What you should do:
Which lines of the records below contain the string "stack"? Return each of them in full, treating uppercase and lowercase as different.

Recorded information:
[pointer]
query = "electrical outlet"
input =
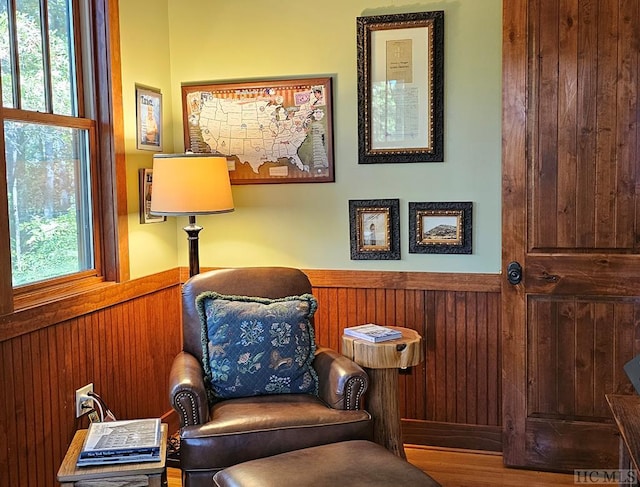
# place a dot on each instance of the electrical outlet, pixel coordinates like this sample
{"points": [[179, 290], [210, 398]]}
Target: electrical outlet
{"points": [[83, 399]]}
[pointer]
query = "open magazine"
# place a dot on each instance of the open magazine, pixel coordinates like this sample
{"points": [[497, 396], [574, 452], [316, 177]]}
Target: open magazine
{"points": [[136, 440], [373, 333]]}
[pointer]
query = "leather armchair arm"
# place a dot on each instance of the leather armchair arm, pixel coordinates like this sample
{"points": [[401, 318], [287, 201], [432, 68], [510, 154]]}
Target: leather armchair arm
{"points": [[187, 394], [342, 382]]}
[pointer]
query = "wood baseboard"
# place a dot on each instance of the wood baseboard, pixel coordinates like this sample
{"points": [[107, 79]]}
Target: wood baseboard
{"points": [[452, 435]]}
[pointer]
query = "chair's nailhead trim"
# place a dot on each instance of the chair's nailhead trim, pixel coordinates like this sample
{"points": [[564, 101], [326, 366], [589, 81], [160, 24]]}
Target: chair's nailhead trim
{"points": [[355, 387], [183, 411]]}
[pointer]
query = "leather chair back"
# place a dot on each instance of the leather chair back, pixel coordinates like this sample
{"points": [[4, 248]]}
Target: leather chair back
{"points": [[266, 282]]}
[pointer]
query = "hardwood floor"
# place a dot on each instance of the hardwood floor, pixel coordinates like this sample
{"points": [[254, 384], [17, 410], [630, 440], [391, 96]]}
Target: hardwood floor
{"points": [[461, 468]]}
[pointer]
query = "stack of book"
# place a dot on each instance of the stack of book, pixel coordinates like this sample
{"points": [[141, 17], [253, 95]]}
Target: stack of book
{"points": [[127, 441], [373, 333]]}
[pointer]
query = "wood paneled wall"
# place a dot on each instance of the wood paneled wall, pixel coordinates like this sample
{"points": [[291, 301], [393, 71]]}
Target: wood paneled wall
{"points": [[124, 340], [124, 347], [453, 398]]}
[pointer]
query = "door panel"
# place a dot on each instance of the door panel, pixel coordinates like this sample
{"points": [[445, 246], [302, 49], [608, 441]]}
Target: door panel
{"points": [[571, 149]]}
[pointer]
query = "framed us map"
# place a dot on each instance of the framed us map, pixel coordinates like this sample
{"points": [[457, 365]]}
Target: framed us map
{"points": [[275, 131]]}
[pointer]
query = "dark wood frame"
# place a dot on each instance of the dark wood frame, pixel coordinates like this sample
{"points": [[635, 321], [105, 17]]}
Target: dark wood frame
{"points": [[285, 93], [142, 93], [433, 150], [360, 249], [461, 244], [145, 179]]}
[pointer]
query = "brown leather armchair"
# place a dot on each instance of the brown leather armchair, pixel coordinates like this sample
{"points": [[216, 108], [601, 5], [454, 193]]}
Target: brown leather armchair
{"points": [[231, 431]]}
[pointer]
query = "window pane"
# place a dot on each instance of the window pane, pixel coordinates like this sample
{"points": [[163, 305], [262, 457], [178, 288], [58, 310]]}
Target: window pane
{"points": [[49, 201], [6, 71], [30, 57], [62, 56]]}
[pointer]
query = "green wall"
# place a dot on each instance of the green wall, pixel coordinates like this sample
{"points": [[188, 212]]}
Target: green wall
{"points": [[166, 43]]}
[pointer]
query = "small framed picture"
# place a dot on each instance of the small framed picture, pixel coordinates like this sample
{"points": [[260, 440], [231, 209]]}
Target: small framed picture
{"points": [[375, 229], [146, 183], [149, 118], [440, 228]]}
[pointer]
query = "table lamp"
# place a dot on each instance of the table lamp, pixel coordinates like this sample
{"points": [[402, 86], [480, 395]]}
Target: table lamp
{"points": [[190, 185]]}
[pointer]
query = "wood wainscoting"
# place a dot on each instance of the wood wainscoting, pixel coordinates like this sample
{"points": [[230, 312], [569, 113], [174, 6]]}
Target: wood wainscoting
{"points": [[453, 398], [123, 338]]}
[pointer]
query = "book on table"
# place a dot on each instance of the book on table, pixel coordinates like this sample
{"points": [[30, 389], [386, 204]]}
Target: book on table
{"points": [[125, 441], [373, 333]]}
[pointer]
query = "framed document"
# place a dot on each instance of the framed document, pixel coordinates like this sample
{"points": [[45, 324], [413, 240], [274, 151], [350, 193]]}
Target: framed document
{"points": [[401, 88]]}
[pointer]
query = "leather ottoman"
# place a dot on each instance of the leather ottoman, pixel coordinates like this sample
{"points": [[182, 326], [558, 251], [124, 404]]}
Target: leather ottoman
{"points": [[357, 463]]}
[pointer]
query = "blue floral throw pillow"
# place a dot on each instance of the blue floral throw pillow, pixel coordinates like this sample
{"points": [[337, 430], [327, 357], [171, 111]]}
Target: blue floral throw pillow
{"points": [[254, 346]]}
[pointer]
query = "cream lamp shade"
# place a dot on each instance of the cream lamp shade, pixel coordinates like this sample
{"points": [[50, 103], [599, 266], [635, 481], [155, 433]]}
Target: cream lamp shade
{"points": [[190, 184]]}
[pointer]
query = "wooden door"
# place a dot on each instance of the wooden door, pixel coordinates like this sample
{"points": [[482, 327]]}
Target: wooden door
{"points": [[571, 150]]}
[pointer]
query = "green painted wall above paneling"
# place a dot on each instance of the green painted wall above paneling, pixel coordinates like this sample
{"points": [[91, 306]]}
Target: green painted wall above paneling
{"points": [[307, 225]]}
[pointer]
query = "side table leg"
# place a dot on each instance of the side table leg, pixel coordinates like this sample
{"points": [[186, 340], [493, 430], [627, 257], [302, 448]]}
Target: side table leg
{"points": [[382, 402]]}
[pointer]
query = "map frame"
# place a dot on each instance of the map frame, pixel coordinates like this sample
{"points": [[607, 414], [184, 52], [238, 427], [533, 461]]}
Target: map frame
{"points": [[272, 131]]}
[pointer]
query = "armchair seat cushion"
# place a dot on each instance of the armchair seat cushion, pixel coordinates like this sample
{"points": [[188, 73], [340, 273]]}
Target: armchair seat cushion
{"points": [[255, 427]]}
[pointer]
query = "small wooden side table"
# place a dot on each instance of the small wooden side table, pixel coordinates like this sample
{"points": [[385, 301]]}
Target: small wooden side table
{"points": [[381, 361], [105, 475]]}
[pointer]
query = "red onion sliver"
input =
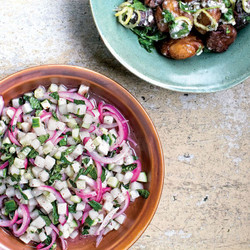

Exercise response:
query = "stack of book"
# place a dot on each instance of the stack of book, pixel coordinates like this sample
Target: stack of book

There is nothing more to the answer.